Source document |
[Start of Attachment]

Re: [Rd] Connections to https: URLs -- IE expert help needed

2007-01-01 Thread Duncan Temple Lang
Kurt Hornik wrote:
> > Duncan Temple Lang writes:
> 
> > -BEGIN PGP SIGNED MESSAGE-
> > Hash: SHA1
> 
> > Prof Brian Ripley wrote:
> >> I've added to R-devel the ability to use download.file() and url() to 
> >> https: URLs, *only* if --internet2 is used on Windows.
> >> 
> >> This uses the Internet Explorer internals, and only works if the 
> >> certificate is accepted (so e.g. does not work for 
> >> https://svn.r-project.org).
> >> 
> >> Now I use IE (and Windows for that matter) only when really necessary, and 
> >> Firefox has simple ways to permanently accept non-verifiable certificates. 
> >> I would be grateful if someone who is much more familiar with IE could 
> >> write a note explaining how to deal with this that we could add to the 
> >> rw-FAQ.
> >> 
> >> To forestall the inevitable question: there are no plans to add https: 
> >> support on any other platform, but it is something that would make a nice 
> >> project for a user contribution.  The current internal code is based on 
> >> likxml2, and that AFAICS still does not have https: support.
> >> 
> 
> > Generally (i.e. not in particular response to Brian but related to
> > this thread)
> 
> With a similar disclaimer: Brian's efforts were triggered by me asking
> how to use url() to read R's mailing list archive files, such as
> 
>   https://stat.ethz.ch/pipermail/r-help/2007-January.txt.gz
> 
> directly into R.  Turns out we cannot ... which, in a way, is a shame
> ("R cannot read its own web pages") :-(

Indeed, it is a shame.  Although, when I process mail messages,
I use Perl's very rich collection of modules for processing
mail in so many different formats. And then I use RSPerl
to control this and get the data into R pretty quickly.

[End of Attachment]

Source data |
[Start of Attachment]

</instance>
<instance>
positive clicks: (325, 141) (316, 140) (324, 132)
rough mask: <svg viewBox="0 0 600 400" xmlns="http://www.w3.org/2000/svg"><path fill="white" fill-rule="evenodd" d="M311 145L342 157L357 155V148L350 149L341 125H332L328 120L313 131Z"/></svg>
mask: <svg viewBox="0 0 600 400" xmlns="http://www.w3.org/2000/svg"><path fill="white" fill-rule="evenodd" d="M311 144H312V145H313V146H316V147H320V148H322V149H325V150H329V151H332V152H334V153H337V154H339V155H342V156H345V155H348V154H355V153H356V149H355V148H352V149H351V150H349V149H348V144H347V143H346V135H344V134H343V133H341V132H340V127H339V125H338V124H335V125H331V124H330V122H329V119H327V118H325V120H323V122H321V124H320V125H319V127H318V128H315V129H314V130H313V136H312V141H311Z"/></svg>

[End of Attachment]

Actions to take |
[A] Could you transcribe the thread on https: connections, the stretch from "2007-01-01 Thread Duncan" through "used on Windows."?
[B] How would the thread about reading https: URLs in R go on from the point where it stops?

Responses per task |
[A]
2007-01-01 Thread Duncan Temple Lang
Kurt Hornik wrote:
> > Duncan Temple Lang writes:
> 
> > -BEGIN PGP SIGNED MESSAGE-
> > Hash: SHA1
> 
> > Prof Brian Ripley wrote:
> >> I've added to R-devel the ability to use download.file() and url() to 
> >> https: URLs, *only* if --internet2 is used on Windows.

[B]
So we can do it in R and probably the delegation to 
mail-processing software is a good given the number of special
cases, etc.

And even if we had HTTPs in R, we would still want to deal with
the certificate on that page, which gets us to more details.
Which is the reason I think leaving things to libcurl,
libwww, etc. will be best as they continue to evolve
to handle new protocols and settings.

 D.

> 
> Best
> -k
> 
> > An alternative is to use RCurl and leave HTTPS and a host of other
> > protocols and details to an external library (e.g. libcurl, libwww,
> > etc.) and an R package that interfaces to it.
> 
> > If we want the facilities to be accessible via the connections
> > interface, then we can make that API extensible by packages.  Jeff
> > Horner has a proposal on that.
> 
> > Generally, it is important if R is to continue to evolve that the R
> > internals become extensible by package developers so that we can do
> > some new experiments and provide alternative implementations of the
> > basic structures rather than being tied to the existing
> > representation.  An object oriented framework underlying the R source
> > code would enable this and would solve numerous problems that have
> > arisen recently and I strongly suspect many more that will arise.
> 
> >  D.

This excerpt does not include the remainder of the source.